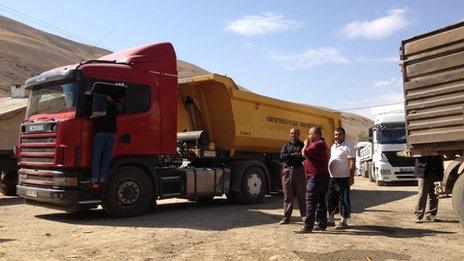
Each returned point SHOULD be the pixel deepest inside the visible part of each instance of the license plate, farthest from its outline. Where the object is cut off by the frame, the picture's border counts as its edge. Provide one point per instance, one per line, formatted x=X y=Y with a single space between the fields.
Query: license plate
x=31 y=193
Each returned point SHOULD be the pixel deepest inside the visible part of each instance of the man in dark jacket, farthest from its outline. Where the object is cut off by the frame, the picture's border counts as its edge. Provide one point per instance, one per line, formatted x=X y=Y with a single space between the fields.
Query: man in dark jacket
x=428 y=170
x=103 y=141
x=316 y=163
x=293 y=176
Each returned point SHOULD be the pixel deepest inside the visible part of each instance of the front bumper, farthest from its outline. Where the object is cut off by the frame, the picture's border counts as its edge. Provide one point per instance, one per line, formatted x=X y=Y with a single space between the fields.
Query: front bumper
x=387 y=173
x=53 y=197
==========
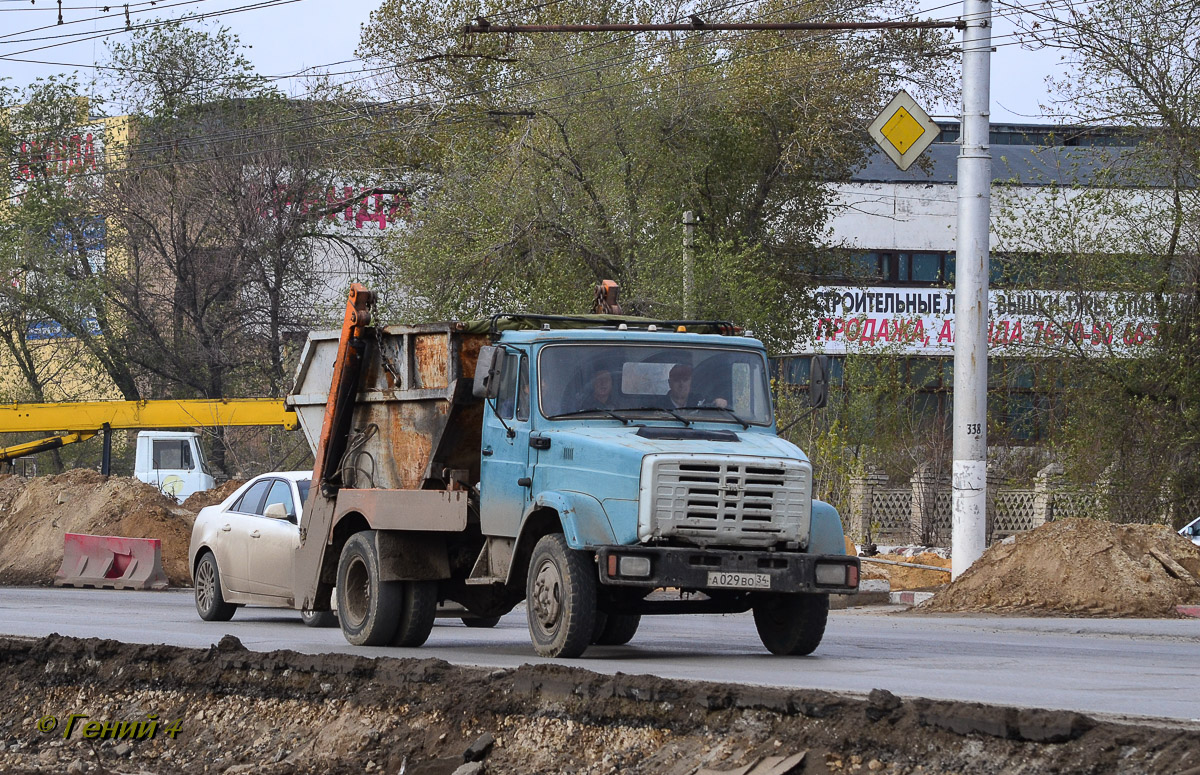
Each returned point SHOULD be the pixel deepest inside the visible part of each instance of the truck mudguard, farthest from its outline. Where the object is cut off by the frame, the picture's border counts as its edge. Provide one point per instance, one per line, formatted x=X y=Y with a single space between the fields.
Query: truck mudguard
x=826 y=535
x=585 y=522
==========
▶ Task to complete
Say how many lines in the preceding material include the word "border", with no other words in the reply.

▶ Task solution
4